» WHAT YOU NEED TO DO: According to the page on Iyyappanthangal below, how far is the neighborhood from Fort St George?

» PASSAGE TO READ:
┄┄┄┄┄┄
- Iyyappanthangal, Chennai Location within Chennai
- Coordinates: 13°02′17″N 80°08′06″E﻿ / ﻿13.03796°N 80.13513°E
- Country: India
- State: Tamil Nadu
- Metro: Chennai

Government
- • Type: Municipality
- • Body: Mangadu Municipality

Population (2001)
- • Total: 7,066

Language
- • Official: Tamil
- Time zone: UTC+5:30 (IST)
- PIN: 600 056
- Vehicle registration: TN 12 (RTO, Poonamallee)
- Planning agency: CMDA

= Iyyapanthangal =

Neighbourhood of Chennai, India

Iyyappanthangal is a neighborhood to the west of Chennai, Tamilnadu, India. It comes under Ayyappanthangal Village Panchayath comprising three villages - Ayyappanthangal, Kolathuvancheri, Thelliyar Agaram falling under Kundrathur Panchayath Union of Kanchipuram District. It is located 20 km away from Fort St George on the Mount-Poonamallee Road. The nearest railway stations are at Guindy (Chennai South Line) about 11 km away and Avadi (Chennai West Line) about 12 km away. The Porur Junction where a much-needed road overbridge on the busy Guindy–Poonamallee stretch was built after a very long delay of nearly five years is just about 2 km from Iyyapanthangal and the Poonamallee Junction is just about 6 km from the town.
┄┄┄┄┄┄
» RECORDS SHOWN:

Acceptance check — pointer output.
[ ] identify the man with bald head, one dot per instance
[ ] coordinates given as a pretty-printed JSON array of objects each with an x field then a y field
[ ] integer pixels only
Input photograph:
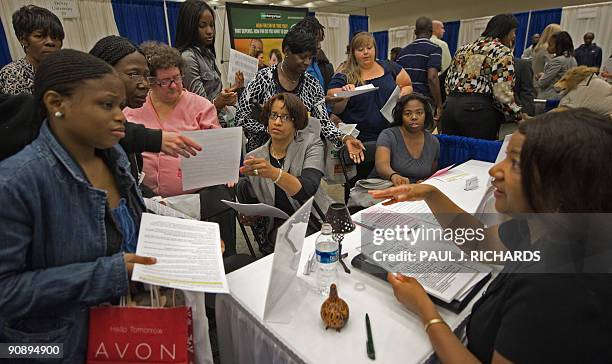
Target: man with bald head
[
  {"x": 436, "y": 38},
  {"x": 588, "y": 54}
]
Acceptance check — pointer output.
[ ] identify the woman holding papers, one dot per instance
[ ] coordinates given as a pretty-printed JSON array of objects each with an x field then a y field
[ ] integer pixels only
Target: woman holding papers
┄┄┄┄┄┄
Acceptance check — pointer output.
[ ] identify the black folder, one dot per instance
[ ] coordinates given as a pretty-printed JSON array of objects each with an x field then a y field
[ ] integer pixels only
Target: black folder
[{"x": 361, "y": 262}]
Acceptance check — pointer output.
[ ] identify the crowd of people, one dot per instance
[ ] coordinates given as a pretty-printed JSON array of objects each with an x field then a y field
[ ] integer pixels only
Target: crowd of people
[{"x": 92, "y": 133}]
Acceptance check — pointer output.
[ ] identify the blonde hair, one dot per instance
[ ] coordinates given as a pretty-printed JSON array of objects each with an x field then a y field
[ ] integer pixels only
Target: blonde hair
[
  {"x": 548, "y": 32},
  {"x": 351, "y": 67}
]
┄┄┄┄┄┄
» EXERCISE RESULT: 20 km